▸ **Your goal**
Report each line of the listing that contains the word "ornament", copying those lines in full. Treat uppercase and lowercase letters as different.

++++ Records for the task ++++

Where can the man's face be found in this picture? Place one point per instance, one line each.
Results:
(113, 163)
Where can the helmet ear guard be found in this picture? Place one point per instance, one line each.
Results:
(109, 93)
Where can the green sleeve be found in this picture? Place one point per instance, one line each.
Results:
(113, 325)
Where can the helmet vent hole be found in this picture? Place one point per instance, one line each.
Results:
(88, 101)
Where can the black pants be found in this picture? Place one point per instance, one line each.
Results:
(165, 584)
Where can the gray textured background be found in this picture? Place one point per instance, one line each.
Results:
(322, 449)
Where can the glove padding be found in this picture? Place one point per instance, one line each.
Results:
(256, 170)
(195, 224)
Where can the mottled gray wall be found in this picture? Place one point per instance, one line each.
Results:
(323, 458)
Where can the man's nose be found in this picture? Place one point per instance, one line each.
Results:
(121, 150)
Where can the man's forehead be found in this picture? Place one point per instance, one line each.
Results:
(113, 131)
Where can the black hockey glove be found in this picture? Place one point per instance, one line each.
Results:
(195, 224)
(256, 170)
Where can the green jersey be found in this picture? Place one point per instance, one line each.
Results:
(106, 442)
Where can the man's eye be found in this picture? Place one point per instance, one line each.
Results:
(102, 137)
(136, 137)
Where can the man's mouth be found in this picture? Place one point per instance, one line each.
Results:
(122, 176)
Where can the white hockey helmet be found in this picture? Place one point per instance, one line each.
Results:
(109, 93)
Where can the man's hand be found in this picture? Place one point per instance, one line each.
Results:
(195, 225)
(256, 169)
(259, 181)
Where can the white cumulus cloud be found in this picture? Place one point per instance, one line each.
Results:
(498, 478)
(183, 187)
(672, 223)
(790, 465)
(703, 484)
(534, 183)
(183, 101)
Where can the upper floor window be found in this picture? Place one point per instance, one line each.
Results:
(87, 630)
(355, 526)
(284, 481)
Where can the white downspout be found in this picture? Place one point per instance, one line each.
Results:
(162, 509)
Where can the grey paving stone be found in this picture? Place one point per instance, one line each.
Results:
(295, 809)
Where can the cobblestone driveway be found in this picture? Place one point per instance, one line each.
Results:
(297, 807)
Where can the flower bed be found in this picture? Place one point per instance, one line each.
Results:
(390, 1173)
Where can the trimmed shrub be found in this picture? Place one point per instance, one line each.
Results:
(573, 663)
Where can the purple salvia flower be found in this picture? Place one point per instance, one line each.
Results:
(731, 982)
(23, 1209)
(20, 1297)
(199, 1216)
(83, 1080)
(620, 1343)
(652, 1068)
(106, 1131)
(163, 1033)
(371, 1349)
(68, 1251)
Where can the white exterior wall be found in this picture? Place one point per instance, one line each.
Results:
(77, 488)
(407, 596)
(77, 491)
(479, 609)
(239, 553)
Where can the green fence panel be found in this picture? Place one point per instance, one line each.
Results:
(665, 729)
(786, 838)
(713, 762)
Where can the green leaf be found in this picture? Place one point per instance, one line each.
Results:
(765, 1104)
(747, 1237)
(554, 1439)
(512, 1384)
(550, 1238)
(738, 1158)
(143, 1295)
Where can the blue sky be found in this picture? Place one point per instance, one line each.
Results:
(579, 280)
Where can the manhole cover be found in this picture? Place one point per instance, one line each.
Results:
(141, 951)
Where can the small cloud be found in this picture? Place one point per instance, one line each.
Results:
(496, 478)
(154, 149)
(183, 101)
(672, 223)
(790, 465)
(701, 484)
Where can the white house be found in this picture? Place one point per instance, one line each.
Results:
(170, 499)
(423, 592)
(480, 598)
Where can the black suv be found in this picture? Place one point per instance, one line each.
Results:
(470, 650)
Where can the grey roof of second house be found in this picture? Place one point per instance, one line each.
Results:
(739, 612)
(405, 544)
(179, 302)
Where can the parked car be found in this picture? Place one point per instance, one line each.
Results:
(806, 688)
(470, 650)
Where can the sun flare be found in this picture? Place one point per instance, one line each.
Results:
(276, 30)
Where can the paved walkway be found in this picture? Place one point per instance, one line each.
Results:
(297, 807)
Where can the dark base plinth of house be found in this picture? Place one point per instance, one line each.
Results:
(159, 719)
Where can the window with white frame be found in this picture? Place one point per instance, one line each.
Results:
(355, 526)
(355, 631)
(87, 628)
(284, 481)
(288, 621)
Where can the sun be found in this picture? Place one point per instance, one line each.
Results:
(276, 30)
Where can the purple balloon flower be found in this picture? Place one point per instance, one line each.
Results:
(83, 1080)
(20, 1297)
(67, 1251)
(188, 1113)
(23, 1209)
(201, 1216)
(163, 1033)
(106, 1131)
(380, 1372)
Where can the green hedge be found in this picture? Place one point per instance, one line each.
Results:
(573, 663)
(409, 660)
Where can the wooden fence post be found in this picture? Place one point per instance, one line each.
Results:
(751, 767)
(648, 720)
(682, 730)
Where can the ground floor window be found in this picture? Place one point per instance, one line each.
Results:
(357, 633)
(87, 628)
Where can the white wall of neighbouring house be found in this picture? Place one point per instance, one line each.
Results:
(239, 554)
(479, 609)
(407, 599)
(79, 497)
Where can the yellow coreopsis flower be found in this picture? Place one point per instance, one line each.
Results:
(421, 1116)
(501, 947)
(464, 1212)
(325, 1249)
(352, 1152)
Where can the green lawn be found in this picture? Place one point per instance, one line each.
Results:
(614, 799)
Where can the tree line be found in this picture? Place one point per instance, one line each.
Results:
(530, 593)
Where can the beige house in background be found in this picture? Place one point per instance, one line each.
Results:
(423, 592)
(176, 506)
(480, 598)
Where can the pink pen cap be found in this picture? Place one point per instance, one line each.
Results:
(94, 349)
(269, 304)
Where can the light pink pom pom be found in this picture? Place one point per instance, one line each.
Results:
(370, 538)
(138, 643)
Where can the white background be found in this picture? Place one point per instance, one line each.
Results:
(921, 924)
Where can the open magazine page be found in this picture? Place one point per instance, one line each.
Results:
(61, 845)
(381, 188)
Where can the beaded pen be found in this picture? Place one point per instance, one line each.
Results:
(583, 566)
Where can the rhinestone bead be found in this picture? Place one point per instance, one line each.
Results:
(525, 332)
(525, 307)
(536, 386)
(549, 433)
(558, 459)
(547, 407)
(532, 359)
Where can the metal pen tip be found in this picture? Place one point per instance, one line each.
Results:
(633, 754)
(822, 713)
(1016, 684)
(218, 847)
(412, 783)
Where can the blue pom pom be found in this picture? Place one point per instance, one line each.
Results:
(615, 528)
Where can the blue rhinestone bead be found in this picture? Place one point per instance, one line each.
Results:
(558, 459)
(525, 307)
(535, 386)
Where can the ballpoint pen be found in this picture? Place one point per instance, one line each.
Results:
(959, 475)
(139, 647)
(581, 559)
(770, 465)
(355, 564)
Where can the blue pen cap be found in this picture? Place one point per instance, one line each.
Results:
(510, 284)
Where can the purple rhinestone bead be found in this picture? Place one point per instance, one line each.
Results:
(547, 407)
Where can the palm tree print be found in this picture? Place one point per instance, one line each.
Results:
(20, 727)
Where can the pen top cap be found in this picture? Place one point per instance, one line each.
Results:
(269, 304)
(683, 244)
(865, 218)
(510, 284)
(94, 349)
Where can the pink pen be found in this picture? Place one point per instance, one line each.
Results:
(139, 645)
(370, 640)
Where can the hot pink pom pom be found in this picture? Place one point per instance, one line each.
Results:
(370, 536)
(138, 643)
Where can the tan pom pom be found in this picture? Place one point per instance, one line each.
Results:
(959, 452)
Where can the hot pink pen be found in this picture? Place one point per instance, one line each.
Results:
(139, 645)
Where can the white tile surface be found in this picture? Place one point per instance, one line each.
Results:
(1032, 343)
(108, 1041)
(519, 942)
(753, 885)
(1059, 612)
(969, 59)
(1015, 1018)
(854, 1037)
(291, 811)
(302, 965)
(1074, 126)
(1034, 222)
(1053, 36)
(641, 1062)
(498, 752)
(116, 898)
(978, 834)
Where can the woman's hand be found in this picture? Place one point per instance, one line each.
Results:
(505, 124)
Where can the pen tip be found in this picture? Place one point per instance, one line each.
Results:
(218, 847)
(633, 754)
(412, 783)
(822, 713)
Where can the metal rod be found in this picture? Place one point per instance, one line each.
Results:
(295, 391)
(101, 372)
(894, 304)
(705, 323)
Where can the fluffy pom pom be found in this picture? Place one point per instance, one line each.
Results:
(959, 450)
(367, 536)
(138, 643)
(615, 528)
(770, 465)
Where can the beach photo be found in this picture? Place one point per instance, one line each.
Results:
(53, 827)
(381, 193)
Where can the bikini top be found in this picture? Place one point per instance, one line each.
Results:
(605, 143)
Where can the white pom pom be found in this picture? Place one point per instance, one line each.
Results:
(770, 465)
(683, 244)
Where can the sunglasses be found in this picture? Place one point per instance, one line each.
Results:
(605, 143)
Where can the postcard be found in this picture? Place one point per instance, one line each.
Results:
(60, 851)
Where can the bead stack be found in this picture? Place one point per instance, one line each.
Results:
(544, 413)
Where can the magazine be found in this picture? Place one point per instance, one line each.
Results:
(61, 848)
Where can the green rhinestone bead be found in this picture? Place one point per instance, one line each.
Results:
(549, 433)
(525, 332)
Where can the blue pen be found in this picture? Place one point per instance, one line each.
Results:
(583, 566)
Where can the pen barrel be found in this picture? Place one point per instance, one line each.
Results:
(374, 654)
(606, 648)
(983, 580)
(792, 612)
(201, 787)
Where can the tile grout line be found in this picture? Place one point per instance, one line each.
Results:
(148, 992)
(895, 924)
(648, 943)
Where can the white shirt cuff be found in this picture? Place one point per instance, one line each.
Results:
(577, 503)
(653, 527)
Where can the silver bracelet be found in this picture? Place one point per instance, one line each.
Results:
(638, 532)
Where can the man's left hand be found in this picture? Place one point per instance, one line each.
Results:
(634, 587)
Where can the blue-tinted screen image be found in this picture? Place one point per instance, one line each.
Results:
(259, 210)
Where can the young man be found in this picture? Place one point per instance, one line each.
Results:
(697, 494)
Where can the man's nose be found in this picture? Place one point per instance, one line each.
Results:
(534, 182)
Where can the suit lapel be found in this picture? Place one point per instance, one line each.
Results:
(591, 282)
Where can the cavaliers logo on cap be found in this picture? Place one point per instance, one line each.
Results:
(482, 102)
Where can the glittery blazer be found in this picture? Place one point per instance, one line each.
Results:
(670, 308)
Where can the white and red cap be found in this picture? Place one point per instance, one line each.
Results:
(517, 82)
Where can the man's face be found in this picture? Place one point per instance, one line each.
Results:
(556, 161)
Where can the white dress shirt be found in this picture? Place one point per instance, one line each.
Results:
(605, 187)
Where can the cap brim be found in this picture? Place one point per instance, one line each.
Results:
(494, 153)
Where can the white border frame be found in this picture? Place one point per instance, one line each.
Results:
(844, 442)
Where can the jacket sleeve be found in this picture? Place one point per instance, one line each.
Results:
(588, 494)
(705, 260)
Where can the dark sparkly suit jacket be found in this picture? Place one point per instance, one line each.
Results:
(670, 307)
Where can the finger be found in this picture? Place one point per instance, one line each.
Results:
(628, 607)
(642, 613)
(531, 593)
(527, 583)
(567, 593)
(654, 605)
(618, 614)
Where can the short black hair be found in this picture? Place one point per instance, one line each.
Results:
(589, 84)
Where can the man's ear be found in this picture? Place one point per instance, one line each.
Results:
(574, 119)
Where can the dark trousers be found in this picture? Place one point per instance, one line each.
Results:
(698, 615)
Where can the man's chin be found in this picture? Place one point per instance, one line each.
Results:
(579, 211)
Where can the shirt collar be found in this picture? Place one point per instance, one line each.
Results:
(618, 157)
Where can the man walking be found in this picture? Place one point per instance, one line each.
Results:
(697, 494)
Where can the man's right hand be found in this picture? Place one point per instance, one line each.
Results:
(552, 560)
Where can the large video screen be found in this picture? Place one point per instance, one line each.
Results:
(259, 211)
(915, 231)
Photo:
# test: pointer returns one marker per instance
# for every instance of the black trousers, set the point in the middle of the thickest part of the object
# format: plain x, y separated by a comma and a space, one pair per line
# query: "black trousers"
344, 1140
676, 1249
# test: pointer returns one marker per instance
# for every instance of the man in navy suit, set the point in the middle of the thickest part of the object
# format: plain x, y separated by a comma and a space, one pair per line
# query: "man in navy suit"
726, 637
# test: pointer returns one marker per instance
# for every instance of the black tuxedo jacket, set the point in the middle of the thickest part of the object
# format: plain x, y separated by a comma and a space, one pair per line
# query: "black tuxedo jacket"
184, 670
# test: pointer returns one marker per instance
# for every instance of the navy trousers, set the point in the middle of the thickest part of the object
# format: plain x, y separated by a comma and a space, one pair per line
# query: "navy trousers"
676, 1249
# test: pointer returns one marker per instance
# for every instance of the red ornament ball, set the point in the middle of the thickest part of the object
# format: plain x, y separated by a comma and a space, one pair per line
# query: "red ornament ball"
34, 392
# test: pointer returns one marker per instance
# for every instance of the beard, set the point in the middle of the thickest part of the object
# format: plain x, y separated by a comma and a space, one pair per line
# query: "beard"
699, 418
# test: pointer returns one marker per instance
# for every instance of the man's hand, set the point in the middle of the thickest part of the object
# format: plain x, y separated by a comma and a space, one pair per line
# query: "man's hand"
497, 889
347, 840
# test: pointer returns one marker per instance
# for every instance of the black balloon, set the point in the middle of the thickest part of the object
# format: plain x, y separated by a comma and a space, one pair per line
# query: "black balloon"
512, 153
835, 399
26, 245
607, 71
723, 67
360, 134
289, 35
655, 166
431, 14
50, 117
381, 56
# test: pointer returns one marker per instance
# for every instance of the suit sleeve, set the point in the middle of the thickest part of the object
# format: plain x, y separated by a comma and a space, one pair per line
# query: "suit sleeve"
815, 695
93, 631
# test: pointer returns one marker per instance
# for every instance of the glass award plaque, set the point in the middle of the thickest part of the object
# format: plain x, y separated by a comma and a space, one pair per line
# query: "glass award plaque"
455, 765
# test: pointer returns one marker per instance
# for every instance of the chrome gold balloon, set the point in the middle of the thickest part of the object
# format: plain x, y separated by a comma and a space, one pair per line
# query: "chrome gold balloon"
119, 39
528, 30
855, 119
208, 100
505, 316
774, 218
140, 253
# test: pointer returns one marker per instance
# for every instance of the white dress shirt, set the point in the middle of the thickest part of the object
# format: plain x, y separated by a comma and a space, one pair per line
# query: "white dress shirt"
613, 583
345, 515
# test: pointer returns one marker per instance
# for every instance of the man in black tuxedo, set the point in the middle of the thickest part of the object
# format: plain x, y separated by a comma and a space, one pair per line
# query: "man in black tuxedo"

++++

▸ **Solution for this problem**
# for every instance of the red ornament ball, set the point in the middle of the thickest part of the object
# query: "red ornament ball"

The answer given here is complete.